### Texte source
REPORTAGE – Musiciens classiques, ils vont de ville en ville pour faire découvrir l’orchestre et la musique « savante » aux jeunes élèves nourris au R&B et au rap.

Une boite à violon ou des partitions sous le bras, quelques cd dans les poches: de drôles de missionnaires pénètrent toute l’année dans les écoles, les collèges et les lycées. Qu’ils soient musiciens d’orchestre ou membres de petits ensembles, ils sillonnent la carte scolaire pour prêcher la bonne parole: leur passion pour la musique. Ces missions pédagogiques viennent relayer l’éducation nationale qui enseigne la musique une heure par semaine au collège puis en option facultative au lycée. Vocabulaire, histoire des styles, grands compositeurs : ils ont les bases. Mais comment amener des têtes nourries de jeux vidéo, de télévision, et d’Internet à apprécier Mozart et Debussy, l’opéra et la musique contemporaine ?
######
(Tâches à réaliser)
1 > Mettez à jour le passage du reportage sur les musiciens classiques qui s'ouvre sur les mots contenant « REPORTAGE – Musiciens » et se clôt sur « R&B et au rap. », en y remplaçant « R&B » par « jazz ».
2 > D'après le reportage sur les musiciens classiques, combien de temps par semaine l'éducation nationale consacre-t-elle à l'enseignement de la musique au collège ?
3 > Reprenez le reportage sur les musiciens classiques là où il s'arrête.
### Extraits de données
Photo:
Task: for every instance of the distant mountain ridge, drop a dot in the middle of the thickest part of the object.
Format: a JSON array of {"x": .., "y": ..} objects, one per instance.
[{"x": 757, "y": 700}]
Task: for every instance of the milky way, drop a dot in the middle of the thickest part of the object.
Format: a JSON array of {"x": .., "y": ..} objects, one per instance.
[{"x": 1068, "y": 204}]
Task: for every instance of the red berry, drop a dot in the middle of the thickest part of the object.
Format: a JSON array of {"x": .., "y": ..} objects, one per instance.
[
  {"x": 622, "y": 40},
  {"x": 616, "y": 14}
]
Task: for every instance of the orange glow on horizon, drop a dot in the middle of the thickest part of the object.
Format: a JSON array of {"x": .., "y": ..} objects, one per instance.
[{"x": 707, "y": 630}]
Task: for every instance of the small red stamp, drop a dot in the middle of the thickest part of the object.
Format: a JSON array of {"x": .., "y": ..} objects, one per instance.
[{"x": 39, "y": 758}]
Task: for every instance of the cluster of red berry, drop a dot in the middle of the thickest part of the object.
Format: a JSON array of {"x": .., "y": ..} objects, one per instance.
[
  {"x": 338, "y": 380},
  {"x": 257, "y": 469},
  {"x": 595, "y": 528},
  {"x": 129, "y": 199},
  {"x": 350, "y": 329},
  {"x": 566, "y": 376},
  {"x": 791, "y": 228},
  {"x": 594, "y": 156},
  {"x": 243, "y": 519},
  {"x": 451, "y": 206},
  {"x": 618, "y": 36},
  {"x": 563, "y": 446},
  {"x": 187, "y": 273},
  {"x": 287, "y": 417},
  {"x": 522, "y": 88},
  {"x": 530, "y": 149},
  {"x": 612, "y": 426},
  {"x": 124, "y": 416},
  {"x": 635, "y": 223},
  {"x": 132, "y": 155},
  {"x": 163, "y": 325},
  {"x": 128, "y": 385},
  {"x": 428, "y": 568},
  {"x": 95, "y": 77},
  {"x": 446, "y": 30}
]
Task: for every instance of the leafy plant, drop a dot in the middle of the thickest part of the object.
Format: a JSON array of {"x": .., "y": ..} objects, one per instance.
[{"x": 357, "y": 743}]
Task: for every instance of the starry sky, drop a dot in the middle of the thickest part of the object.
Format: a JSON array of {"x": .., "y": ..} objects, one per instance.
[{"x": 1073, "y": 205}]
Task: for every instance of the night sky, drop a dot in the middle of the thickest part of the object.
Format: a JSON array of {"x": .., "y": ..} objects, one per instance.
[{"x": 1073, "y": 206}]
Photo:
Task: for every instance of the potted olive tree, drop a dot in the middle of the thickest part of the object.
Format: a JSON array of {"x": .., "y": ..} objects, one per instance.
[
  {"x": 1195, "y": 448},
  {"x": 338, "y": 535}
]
######
(Résultats finaux)
1 >
REPORTAGE – Musiciens classiques, ils vont de ville en ville pour faire découvrir l’orchestre et la musique « savante » aux jeunes élèves nourris au jazz et au rap.

2 > Une heure par semaine.

3 >
Après avoir incarné la musique classique à la télévision, Eve Ruggieri est partie en campagne dans les établissements scolaires. Elle montre aux collégiens que les compositeurs et les musiciens sont «des gens comme eux», explique-t-elle. «Je leur parle de Mozart à leur âge, qui s’éveillait à la sexualité et qui parlait un genre de verlan (signant ses lettres Trazom au lieu de Mozart). Je leur fais écouter un air d’opéra et leur explique pourquoi les cantatrices sont comme des sportifs de haut niveau. Si personne ne fait ce travail, qui ira dans les salles d’opéra dans trente ans ?» Faire entrer des jeunes dans les auditoriums et les opéras est l’un des enjeux de ces missions pour lesquels s’impliquent les orchestres comme les institutions lyriques. Avec pertinence, si l’on en juge par le succès de «tous à l’opéras», un week-end de portes ouvertes organisé par la Réunion des Opéras de France (ROF) et les opéras d’Europe.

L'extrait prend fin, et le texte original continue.